▸ TASK TO CARRY OUT
Select each line below that contains the word "statue", and copy those lines out.

(Entries drawn from a point annotation set)
--------------------------------------------------

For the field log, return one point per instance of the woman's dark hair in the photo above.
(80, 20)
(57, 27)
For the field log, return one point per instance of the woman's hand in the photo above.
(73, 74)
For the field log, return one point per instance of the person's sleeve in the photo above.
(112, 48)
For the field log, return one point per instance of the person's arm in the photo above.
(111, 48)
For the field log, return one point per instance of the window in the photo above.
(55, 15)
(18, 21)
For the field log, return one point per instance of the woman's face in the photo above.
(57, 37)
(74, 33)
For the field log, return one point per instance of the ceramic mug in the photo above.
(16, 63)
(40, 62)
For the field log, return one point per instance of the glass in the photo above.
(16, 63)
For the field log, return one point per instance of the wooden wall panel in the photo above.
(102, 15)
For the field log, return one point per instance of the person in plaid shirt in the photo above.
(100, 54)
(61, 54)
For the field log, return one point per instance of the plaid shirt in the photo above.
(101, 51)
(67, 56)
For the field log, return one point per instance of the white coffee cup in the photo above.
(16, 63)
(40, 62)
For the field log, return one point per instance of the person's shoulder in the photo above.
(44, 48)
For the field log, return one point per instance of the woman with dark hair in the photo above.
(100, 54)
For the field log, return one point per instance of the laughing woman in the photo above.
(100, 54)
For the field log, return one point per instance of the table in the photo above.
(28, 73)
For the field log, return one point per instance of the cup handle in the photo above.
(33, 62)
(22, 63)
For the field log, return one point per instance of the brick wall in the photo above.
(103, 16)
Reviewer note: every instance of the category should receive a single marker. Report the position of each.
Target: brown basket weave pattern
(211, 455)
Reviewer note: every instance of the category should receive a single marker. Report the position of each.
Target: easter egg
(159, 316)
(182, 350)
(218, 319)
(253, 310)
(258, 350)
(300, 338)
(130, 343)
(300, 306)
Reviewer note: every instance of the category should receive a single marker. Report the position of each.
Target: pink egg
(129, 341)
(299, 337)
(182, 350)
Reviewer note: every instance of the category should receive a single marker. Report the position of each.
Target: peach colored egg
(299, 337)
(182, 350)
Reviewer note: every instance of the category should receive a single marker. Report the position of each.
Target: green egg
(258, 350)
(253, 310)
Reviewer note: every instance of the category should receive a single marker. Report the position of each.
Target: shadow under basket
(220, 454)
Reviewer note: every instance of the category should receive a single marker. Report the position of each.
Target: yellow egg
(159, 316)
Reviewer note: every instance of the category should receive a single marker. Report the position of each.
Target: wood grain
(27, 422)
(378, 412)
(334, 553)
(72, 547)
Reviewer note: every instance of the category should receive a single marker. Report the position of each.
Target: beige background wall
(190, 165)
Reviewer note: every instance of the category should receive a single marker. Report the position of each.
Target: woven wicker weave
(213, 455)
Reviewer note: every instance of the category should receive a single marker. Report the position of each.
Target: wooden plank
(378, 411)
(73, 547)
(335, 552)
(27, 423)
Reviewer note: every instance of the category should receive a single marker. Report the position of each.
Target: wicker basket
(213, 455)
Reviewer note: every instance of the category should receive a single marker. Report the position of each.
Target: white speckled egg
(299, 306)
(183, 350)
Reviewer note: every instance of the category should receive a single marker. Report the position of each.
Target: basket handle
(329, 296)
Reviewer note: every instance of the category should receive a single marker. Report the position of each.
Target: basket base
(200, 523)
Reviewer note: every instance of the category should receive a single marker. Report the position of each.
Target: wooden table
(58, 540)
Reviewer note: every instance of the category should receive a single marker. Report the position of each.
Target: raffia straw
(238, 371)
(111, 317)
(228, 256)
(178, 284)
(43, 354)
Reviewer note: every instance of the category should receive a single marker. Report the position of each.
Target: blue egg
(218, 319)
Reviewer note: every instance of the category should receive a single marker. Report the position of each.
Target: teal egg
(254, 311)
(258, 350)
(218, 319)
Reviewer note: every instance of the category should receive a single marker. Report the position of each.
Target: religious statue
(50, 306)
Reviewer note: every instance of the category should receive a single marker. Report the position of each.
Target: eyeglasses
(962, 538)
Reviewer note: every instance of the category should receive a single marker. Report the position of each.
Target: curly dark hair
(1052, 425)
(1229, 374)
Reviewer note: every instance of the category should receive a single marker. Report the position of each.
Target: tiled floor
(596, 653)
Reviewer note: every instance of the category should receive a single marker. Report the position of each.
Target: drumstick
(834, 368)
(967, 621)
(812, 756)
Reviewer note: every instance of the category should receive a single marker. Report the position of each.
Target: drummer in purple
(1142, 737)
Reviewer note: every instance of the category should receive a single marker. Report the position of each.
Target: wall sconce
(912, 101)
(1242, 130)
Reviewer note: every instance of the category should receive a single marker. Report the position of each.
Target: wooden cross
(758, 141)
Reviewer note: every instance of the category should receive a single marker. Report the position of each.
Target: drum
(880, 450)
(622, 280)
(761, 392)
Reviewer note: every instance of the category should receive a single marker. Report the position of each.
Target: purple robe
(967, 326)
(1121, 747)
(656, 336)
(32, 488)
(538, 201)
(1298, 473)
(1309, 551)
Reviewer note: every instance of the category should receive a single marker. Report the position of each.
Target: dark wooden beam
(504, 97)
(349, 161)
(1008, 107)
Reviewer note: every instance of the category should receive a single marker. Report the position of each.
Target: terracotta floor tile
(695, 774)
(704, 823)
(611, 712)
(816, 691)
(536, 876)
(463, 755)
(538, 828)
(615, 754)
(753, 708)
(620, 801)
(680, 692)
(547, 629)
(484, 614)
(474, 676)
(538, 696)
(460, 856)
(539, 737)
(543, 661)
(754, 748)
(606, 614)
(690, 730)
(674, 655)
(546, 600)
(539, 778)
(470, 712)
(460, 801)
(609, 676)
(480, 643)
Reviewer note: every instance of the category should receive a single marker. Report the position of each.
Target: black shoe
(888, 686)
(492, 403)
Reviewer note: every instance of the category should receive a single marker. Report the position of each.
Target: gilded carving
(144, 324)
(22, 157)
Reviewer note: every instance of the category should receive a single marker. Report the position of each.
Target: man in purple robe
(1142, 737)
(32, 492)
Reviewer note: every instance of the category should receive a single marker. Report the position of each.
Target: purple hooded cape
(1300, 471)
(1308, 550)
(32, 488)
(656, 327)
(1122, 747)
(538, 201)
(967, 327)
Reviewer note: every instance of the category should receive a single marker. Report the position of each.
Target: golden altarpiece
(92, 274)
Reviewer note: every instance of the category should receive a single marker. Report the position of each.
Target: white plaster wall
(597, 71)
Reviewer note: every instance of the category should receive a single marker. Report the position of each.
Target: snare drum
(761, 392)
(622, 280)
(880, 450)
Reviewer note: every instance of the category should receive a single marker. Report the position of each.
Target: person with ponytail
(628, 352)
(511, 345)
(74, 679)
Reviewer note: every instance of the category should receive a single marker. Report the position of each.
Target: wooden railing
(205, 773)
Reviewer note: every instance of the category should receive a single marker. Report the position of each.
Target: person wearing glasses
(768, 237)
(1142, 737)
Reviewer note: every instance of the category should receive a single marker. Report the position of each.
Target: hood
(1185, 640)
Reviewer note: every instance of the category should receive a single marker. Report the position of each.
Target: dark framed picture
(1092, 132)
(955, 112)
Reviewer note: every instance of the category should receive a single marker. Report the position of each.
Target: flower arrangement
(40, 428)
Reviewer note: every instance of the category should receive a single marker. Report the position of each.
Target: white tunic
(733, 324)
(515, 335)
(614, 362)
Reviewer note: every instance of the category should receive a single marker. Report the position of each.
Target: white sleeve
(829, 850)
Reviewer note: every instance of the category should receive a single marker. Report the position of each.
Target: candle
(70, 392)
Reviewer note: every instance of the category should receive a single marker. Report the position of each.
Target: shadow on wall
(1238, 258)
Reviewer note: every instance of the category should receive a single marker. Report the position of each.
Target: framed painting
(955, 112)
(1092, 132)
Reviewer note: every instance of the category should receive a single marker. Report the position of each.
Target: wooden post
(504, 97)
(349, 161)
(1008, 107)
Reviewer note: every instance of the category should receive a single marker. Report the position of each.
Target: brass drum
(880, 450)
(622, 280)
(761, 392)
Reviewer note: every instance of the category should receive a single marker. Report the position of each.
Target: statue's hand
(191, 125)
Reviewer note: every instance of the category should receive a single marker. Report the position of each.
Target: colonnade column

--------------------------------------------------

▸ WRITTEN RESPONSE
Target: religious statue
Target: statue's hand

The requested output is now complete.